Start of DATA TO USE
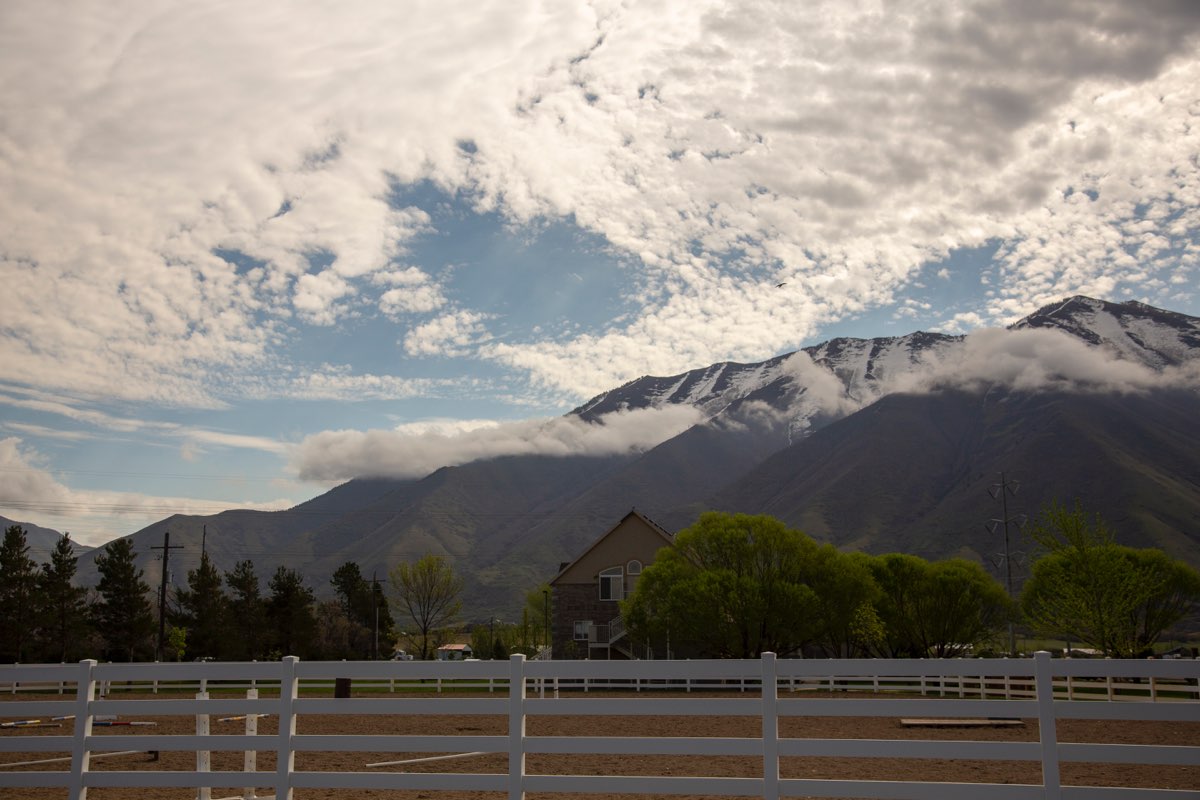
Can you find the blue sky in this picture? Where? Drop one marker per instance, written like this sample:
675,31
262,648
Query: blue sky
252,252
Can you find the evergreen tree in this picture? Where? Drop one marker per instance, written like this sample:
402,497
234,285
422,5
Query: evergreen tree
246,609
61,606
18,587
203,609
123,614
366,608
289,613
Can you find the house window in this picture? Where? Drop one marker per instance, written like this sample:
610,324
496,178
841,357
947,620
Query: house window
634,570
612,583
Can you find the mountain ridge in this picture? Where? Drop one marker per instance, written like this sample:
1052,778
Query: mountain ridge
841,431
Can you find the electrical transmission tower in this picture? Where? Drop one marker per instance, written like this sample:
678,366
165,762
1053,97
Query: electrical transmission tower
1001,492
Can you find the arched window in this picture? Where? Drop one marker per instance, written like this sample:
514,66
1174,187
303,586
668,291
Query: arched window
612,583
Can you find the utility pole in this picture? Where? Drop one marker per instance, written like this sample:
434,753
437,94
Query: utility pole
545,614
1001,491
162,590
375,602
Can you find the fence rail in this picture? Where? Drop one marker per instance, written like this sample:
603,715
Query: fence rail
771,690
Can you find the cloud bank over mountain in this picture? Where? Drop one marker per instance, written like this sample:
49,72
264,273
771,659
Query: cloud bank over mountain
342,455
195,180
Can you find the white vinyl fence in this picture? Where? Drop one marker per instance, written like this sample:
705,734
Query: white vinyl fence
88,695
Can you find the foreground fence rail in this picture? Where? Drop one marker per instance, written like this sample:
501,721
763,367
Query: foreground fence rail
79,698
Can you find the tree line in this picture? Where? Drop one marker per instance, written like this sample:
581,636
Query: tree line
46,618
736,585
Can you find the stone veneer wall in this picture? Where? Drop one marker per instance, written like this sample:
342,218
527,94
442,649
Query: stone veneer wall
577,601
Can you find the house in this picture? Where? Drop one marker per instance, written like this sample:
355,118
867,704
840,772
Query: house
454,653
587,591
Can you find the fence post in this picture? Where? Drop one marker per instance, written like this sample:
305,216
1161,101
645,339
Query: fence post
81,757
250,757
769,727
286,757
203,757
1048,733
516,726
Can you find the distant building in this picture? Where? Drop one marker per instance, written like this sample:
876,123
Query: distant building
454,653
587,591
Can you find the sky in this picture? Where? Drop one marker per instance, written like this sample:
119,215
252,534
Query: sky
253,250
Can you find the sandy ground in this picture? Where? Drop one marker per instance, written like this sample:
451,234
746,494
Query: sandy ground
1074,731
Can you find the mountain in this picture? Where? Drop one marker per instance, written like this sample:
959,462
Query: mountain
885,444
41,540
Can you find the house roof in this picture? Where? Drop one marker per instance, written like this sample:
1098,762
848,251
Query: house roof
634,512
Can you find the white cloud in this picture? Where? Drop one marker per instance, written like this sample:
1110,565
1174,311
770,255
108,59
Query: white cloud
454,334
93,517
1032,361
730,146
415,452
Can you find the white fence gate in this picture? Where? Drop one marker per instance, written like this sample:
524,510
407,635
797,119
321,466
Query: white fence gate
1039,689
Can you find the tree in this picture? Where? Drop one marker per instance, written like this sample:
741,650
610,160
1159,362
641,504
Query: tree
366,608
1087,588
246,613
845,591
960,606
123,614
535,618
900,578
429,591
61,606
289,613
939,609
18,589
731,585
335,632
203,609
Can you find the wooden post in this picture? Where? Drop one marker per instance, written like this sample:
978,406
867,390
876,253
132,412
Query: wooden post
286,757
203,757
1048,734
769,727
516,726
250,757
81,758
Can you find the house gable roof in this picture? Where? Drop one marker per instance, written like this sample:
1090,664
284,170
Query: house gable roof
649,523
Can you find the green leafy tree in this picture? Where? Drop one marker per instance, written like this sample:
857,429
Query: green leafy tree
End of DATA TO USE
● **WHAT NEEDS TO BE DONE**:
Output all of the records exactly as they appear above, but not the pictures.

● **FULL SOLUTION**:
Can you find the blue sky in this picture? Where? Drop one marker per instance, written like this sample:
675,31
262,648
Query: blue sky
252,252
Can you find the evergreen tree in this picture? Where? Drop one marker per instance, written like this sample:
402,497
234,285
422,5
Query: evergreen tree
246,609
61,606
18,587
203,609
123,614
366,608
289,613
Can you find the house window in this picture? Where? Drop one marker per instance, written like this sample:
610,324
496,178
841,357
947,620
Query: house window
634,570
612,583
Can you find the mountain ridge in this picture? Where? Drop one marker per instance, written like this sample:
1052,778
Query: mountain ridge
841,431
Can you find the electrical transmission tower in this picture? Where? Drop one marker per instance, written like this sample:
678,366
165,762
1053,97
Query: electrical transmission tower
1001,492
Can you find the arched window in this picture? Where? Drop one marker per instance, written like this sample:
514,66
1174,187
303,586
668,291
Query: arched window
612,583
Can you find the utility pole in this picture? Where? Drop one marker per instance, written like this sample:
434,753
437,94
Query: utility pole
545,614
1001,491
162,590
375,602
Can you find the fence rail in this picture? Where? Drop one marker per instance, written like this sample:
603,715
Query: fence rail
771,690
Can you find the cloud bank over mountain in this picture? Where? Drop one marker per instance, written like this sample:
49,72
264,273
771,659
Query: cloud bank over mountain
342,455
195,180
Can you find the white vinyl fence in this picture? Where? Drop one marker per instance, written like this sample:
705,734
Query: white vinyl fence
88,695
Can you find the foreground fence rail in this picture? Where? Drop one marker per instance, written like this sample:
501,721
763,367
Query: foreground fence rail
79,698
Can you find the tree line in this picture? Where? Drop one marker per instance, written like this sample:
581,636
Query: tree line
46,618
736,585
Can you find the stone veneer wall in this picture? Where? Drop one marker per instance, written like this sample:
342,218
527,94
442,649
Query: stone veneer wall
577,601
Can you find the house in this picture? Where? Drop one marker per instance, written like this sample:
355,118
867,704
840,772
Query: house
454,653
587,591
Can you find the fence post in this picture? Where? Drop one marker per instance, written like this sample:
305,216
1161,101
645,339
Query: fence post
81,757
250,757
769,727
286,757
203,757
1048,733
516,726
Can you find the distant building in this picture? Where? Drop one marker per instance, written like this sample:
876,123
Query: distant building
454,653
587,591
Can you find the sky in this picture? Where? Drop one marker per instance, written like this sample:
119,215
252,534
Query: sky
253,250
Can you find the sandy ground in this picture? Where? Drop one marker per instance, written like this sample:
451,234
746,494
Query: sandy ground
1074,731
Can you find the mountain in this picture? Where? Drop one marker per instance, written like this sample:
959,462
Query: mountain
885,444
41,540
Can you find the house roof in this picture? Where? Drop one marker per instance, written like this sample:
1098,762
848,251
Query: house roof
634,512
Can you find the white cloud in this picture? Where? Drop one marker per instance, written like this sample:
1110,565
1174,311
770,255
108,59
Query: white cloud
454,334
93,517
1032,361
730,146
415,452
Can you find the white fence gate in this picture? Where? Drop one marker per instance, written like this sample:
524,510
407,635
797,119
321,466
Query: white fence gate
1039,689
Can you find the tree in this picture? Where? Drop one marker per instance, written like this sample:
741,650
610,160
1159,362
641,504
Query: tree
366,608
1087,588
246,613
845,591
960,606
123,614
535,618
900,578
429,591
61,606
289,613
939,609
18,589
731,585
335,632
203,609
Can you find the wooden post in this picture? Where? Drop one marker per instance, written like this sample:
978,406
867,390
876,253
132,412
Query: wooden post
286,757
203,757
1048,734
769,727
516,726
250,757
81,758
Can you find the house gable roof in this picture? Where? Drop one marker per instance, written like this sample:
1090,664
284,170
Query: house gable roof
649,523
Can you find the green leafy tree in this picture? Where? Drop one marker per instance, written like this sample:
857,429
Query: green leafy tree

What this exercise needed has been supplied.